### [QUOTED TEXT]
************
Jared Kushner on Jordan Valley Annexation: We like to keep our options open

Arab nations reject any Trump Israeli-Palestinian plan not on ‘67 lines

White House adviser Jared Kushner at the "2019 Prison Reform Summit" in the East Room of the White House in Washington (photo credit: REUTERS/YURI GRIPAS)
White House adviser Jared Kushner at the "2019 Prison Reform Summit" in the East Room of the White House in Washington
(photo credit: REUTERS/YURI GRIPAS)
US special envoy Jared Kushner has not rejected outright Israel’s annexation plan for the Jordan Valley, stating instead that the Trump Administration would like to keep its “options open.”
He spoke of the Jordan Valley and US President Donald Trump’s peace plan to resolve the Israeli-Palestinian conflict during an interview with Channel 13 while visiting Israel this week, prior to his departure for Saudi Arabia.
The US has delayed the long anticipated publication of its plan, known as the “Deal of the Century,” preferring to publish it after an Israeli government is formed.
“We have a real desire to put out the plan,” Kushner said, adding however that the timing of its release is based on what Trump believes is the “best opportunity to further America’s interests and also to help his allies.”
When asked about Prime Minister Benjamin Netanyahu’s plan to annex the Jordan Valley should he retain his post as the head of Israel’s government, Kushner acknowledged that the Jordan Valley was a strategic asset for Israel.
“We understand how essential the Jordan Valley is to Israel’s security, and obviously that is something that we are going to take into consideration,” said Kushner who is in charge of authoring the plan. “One of the things that this administration prides itself on is being in a position where we really respect and understand Israel’s security needs.”
The plan focuses on “what we think is essential to secure Israel’s future,” Kushner added.
“If there is an actual proposal [for annexation] that is put forward, we will look at it and we will have discussions,” Kushner said. “Our hope is that after there is [an Israeli] government formation, we will be able to look at the full comprehensive picture of what we would like to see. It includes compromises from both sides, but also a lot opportunities for both sides to move forward.”
Channel 13 pressed him again on whether the US had ruled out some sort of annexation in the Jordan Valley.
Kushner responded: “We like to keep our options open: that is the Trumpian way.”
Kushner was similarly vague on the question of whether the plan supports a two-state solution. The Trump administration has been loath to use that phrase and has hesitated to speak of a Palestinian state.
“The plan is more of an operational document that describes a lot of the technical details for how the two sides can coexist in I believe the most functional way possible,” Kushner said. “One of the things that has held back the process for a long time is people use terms like two-state solution, which have different meanings to different people, and as a result I believe that is why things have failed.”
************
### [WRITTEN INSTRUCTION 1]
Update the entries from the first line of the entries through the line containing "Now the willow", replacing "top-left corner" with "upper-left corner" and leaving everything else as it is. Give back only those lines.

### [TASK INPUTS]
************
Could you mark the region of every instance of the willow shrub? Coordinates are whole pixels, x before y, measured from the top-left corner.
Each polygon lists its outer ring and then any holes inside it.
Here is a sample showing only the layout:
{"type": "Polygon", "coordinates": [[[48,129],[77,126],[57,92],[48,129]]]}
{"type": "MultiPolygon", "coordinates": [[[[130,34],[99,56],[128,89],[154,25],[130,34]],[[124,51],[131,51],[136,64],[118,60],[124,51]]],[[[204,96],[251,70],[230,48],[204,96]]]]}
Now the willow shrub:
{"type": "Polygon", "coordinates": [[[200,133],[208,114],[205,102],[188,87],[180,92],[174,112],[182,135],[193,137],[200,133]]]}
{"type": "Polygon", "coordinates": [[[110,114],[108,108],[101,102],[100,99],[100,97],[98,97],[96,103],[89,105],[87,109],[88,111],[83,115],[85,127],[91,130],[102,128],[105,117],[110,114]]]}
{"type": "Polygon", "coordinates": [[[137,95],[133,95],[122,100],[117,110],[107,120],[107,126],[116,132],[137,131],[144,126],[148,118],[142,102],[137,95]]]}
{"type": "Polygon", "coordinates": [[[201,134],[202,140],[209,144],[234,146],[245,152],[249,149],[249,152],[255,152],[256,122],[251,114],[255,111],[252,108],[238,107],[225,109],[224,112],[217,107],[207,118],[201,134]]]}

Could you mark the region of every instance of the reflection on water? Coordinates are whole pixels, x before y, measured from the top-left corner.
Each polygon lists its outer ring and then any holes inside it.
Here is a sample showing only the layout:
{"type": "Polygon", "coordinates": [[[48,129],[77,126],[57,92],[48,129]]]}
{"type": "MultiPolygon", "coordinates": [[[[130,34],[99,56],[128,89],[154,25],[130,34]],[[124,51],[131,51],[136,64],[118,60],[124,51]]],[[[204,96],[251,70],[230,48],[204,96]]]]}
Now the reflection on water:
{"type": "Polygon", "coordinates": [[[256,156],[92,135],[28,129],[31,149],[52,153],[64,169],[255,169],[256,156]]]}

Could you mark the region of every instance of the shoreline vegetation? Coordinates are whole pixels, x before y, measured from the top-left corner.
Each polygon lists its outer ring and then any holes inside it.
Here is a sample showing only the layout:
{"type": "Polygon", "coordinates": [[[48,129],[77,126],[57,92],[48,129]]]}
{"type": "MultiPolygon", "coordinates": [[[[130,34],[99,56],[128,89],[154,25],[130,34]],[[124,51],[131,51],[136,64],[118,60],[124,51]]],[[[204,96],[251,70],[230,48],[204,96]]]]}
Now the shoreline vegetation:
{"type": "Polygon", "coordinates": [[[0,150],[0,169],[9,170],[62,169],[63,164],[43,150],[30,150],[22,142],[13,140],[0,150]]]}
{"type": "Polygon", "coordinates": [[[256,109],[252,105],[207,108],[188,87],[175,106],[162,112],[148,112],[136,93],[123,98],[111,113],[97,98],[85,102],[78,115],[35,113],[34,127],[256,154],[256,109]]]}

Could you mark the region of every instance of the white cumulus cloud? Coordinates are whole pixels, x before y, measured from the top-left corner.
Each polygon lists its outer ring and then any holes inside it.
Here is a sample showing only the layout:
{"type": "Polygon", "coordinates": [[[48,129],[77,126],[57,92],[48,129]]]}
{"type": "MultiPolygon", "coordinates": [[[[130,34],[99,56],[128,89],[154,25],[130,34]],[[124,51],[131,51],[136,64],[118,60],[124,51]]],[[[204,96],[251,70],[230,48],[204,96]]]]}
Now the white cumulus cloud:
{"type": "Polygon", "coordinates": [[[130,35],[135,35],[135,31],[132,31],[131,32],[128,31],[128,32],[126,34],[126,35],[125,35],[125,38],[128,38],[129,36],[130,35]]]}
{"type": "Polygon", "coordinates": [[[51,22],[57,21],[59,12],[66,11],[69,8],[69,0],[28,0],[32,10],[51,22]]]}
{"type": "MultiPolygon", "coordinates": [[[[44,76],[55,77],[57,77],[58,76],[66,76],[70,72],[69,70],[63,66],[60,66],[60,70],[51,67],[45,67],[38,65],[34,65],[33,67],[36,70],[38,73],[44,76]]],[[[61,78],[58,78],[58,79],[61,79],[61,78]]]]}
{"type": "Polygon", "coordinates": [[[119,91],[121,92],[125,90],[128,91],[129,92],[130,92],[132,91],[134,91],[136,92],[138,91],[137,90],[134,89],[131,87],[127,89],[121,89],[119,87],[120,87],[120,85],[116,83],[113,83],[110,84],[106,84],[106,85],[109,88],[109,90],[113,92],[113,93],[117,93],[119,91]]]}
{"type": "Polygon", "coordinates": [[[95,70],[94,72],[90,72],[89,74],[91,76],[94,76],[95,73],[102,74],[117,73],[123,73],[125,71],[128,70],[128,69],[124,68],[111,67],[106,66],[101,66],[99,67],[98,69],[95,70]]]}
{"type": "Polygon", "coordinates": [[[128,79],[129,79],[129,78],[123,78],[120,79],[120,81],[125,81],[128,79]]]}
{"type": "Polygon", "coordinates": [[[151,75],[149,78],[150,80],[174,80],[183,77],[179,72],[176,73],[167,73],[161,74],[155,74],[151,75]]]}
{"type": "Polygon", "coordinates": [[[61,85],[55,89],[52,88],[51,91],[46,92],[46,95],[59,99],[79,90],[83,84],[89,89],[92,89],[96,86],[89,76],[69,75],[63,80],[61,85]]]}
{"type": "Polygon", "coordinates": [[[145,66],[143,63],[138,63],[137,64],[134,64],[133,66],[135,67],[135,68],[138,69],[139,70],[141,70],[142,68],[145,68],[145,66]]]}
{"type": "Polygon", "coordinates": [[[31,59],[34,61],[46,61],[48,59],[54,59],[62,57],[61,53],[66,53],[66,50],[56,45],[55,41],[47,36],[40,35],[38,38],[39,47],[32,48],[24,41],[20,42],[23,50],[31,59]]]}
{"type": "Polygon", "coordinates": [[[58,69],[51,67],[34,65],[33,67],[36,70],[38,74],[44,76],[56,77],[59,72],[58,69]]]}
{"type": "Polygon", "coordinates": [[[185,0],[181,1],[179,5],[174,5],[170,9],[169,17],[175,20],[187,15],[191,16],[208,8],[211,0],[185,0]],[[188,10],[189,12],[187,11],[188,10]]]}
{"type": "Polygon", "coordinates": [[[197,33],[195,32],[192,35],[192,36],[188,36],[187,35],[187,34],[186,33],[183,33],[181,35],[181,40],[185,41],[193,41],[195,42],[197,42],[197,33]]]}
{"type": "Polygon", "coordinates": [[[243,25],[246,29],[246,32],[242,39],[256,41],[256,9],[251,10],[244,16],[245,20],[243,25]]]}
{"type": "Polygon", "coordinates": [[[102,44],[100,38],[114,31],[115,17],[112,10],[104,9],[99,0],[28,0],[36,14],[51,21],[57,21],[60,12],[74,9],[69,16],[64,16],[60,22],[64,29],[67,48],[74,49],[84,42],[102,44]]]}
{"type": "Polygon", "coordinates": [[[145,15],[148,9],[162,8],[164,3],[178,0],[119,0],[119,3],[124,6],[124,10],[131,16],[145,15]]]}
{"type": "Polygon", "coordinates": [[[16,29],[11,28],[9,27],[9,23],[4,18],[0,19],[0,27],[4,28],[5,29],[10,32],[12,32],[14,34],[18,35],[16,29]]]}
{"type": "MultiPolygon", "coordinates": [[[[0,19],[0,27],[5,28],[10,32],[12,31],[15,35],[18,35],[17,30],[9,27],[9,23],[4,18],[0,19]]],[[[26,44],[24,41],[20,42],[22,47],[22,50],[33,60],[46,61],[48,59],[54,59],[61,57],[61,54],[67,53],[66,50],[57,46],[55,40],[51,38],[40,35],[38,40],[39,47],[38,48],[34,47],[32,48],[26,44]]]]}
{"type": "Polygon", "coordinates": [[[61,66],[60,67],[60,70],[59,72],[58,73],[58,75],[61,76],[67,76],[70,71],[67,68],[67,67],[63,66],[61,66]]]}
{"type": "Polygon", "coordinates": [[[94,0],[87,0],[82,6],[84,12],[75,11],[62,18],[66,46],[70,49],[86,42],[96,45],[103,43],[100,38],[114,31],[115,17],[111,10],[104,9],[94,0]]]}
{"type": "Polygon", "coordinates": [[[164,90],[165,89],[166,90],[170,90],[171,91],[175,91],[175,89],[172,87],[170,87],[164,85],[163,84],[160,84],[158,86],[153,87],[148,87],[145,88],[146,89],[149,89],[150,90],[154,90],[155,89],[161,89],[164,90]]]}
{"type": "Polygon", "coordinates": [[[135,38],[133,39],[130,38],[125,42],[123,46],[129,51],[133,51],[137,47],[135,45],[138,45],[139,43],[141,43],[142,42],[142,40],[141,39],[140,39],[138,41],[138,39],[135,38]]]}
************
### [WRITTEN INSTRUCTION 2]
Answer these questions from the article on Jared Kushner and the Jordan Valley, one answer per line:
(a) Which channel interviewed Kushner?
(b) By what name is the US peace plan known?
(c) To which country did Kushner depart after visiting Israel?

### [CORRECT ANSWER 1]
Could you mark the region of every instance of the willow shrub? Coordinates are whole pixels, x before y, measured from the upper-left corner.
Each polygon lists its outer ring and then any holes inside it.
Here is a sample showing only the layout:
{"type": "Polygon", "coordinates": [[[48,129],[77,126],[57,92],[48,129]]]}
{"type": "MultiPolygon", "coordinates": [[[[130,34],[99,56],[128,89],[154,25],[130,34]],[[124,51],[131,51],[136,64],[118,60],[124,51]]],[[[204,96],[251,70],[230,48],[204,96]]]]}
Now the willow shrub:

### [CORRECT ANSWER 2]
(a) Channel 13
(b) The "Deal of the Century"
(c) Saudi Arabia